[[ DOCUMENT TEXT open ]]

World 1st: Two-arm transplant

Yeh haath mujhe de de thakur, screamed Gabbar Singh even as he chopped off the hands of the man who had once nabbed him and sent him to jail. Watching thakur (Sanjeev Kumar) wrapped in a shawl, stoic and helpless, is among the most indelible images of Sholay, Bollywood's biggest blockbuster ever. Now consider this. What if technology helped give thakur a new pair of arms? Would he still have hired Viru and Jai to capture Gabbar? Or would he have himself embarked on a mission of revenge.



Well, such a possibility is no longer in the realm of fantasy. A German medical team said on Friday that it had performed what it called the world's first transplant of two full arms, on a farmer who had lost both his limbs in an accident. The donor was a 15-year-old boy who had died before the farmer's operation. The patient, 54, was "doing well under the circumstances" after the 15-hour operation on July 25-26, a spokeswoman for the clinic at the Technical University in Munich said.



The amputee, who had lived without arms for six years since the accident, consulted the 40-member team at the university's Rechts der Isar Clinic after two failed attempts to use artificial prostheses. "The man required round-the-clock assistance — a condition he wanted to change as quickly as possible," the clinic said.



The head of the transplant team, Christoph Hoehnke, said he was deeply moved as the man's wife went to his bedside after the operation and instinctively reached for his hands. "They look just like they used to," she said.



Two years before new hands get fully functional



Doctors said it could take two years before he "really has feeling in his fingertips again" because the transplanted nerves must still grow.

[[ DOCUMENT TEXT closed ]]
[[ STUDY MATERIAL open ]]

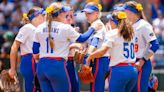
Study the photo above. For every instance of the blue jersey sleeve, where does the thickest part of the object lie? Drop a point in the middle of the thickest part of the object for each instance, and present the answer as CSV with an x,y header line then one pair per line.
x,y
154,45
94,42
36,47
85,36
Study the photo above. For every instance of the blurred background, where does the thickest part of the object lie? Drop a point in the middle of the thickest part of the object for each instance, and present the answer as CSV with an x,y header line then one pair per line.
x,y
11,14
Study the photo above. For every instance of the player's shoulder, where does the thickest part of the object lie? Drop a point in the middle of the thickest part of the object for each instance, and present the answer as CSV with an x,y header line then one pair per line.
x,y
142,24
112,33
27,27
61,26
40,27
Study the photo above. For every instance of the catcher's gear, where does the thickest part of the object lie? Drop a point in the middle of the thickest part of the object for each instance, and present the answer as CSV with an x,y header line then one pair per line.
x,y
8,84
85,74
79,56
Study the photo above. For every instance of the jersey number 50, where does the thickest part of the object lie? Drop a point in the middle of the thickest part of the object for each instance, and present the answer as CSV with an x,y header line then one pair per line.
x,y
48,47
129,50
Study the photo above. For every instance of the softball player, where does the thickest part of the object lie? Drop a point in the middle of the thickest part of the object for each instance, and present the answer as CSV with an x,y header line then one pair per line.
x,y
24,40
52,40
70,64
120,43
100,66
146,43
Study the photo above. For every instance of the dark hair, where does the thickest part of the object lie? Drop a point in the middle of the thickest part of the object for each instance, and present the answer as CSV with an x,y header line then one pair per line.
x,y
30,12
56,7
133,5
124,27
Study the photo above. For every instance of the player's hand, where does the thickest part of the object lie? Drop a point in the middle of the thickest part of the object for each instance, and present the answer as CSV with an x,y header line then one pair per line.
x,y
12,73
139,64
77,46
77,29
96,26
89,59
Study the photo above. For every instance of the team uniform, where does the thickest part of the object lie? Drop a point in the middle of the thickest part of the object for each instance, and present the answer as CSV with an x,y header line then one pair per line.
x,y
100,66
51,69
144,39
72,72
27,65
123,74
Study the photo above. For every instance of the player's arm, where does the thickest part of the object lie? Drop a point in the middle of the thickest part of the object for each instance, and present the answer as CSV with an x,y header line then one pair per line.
x,y
35,49
151,40
13,58
98,53
85,36
93,45
154,45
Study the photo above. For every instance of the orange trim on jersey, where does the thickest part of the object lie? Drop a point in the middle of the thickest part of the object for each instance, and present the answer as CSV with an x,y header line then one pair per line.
x,y
139,80
70,58
95,74
69,81
26,54
110,77
125,64
55,58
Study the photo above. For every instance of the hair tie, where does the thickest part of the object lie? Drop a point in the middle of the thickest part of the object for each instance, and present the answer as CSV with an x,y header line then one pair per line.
x,y
122,15
99,7
139,7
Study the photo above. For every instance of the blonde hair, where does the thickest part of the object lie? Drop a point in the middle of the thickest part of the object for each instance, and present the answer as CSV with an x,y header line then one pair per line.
x,y
54,7
124,27
133,5
26,16
99,6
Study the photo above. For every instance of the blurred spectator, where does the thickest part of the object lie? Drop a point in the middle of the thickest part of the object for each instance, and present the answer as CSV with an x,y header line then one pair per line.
x,y
158,24
5,50
2,22
7,8
27,5
16,18
107,5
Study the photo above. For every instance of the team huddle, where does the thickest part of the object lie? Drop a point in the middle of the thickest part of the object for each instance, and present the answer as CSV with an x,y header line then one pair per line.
x,y
118,50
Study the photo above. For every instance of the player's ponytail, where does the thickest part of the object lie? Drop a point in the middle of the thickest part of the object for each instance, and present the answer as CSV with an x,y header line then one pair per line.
x,y
124,27
26,16
25,19
138,7
51,11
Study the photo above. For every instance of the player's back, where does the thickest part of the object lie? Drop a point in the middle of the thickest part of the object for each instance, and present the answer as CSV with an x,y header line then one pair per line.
x,y
121,51
25,36
61,34
143,35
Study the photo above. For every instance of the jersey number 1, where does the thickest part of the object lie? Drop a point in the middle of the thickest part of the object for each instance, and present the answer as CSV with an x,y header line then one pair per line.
x,y
129,52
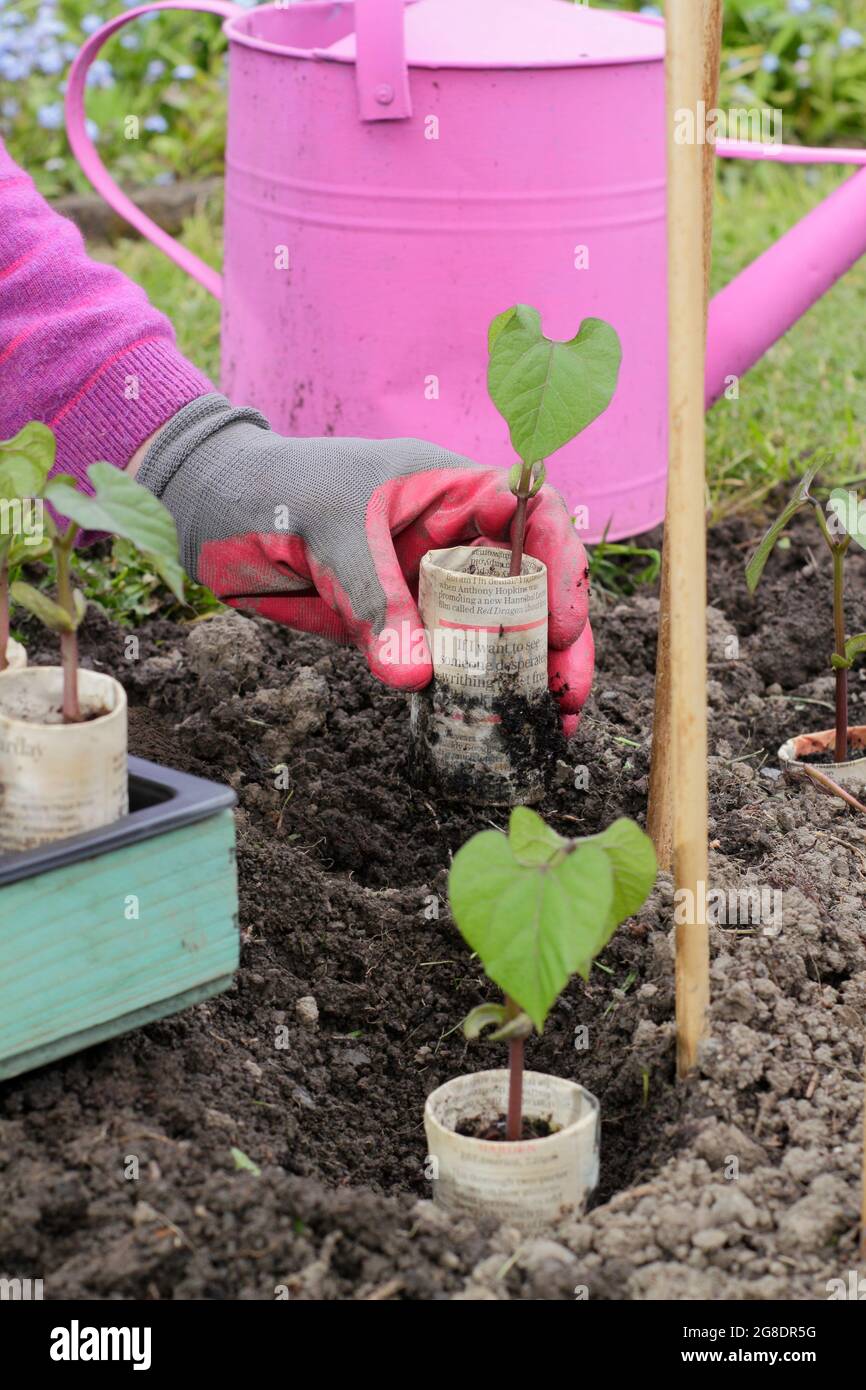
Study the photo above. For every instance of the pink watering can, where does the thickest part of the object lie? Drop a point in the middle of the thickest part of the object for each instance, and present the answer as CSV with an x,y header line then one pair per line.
x,y
396,175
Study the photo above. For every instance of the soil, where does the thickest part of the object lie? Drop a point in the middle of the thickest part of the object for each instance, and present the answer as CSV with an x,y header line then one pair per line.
x,y
494,1130
742,1184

[[ STUDY MATERIAL closed ]]

> [EXERCISE OBJECTIVE] Continue the article about the two-arm transplant from its final sentence onward.

> [RESPONSE]
The facility has a decades-old unit for microsurgery and replantation surgery, with a speciality in interdisciplinary operations it said was essential for a procedure of this complexity. Professor Hans-Guenther Machens had prepared the transplant since he became the clinic's director in December.







Doctors said suppressing the man's immune system so it would not reject the new limbs was a key concern. Another challenge was finding a donor who matched the patient's sex, age, skin colour, size and blood type.



Five teams working in two operating rooms gathered at 10.00pm the night of the operation, divided between the patient and the donor, who had died only hours before.



The first step was to expose the muscle, nerves and blood vessels to be connected. Before the bones of the donor could be cut, blood vessels in his arms were filled with a cooled preservation solution.



Both arms were then removed exactly at the point matching the patient's arm stumps. First the bones were joined, then arteries and veins to ensure blood circulation as quickly as possible.



"The arms quickly resumed their rosy colour," the spokeswoman said. The surgeons then attached the muscles and tendons, then the nerves and finally the skin.



The doctors will now monitor how the wounds heal and whether infections, side effects from medication or any other rejection by the immune system occurs.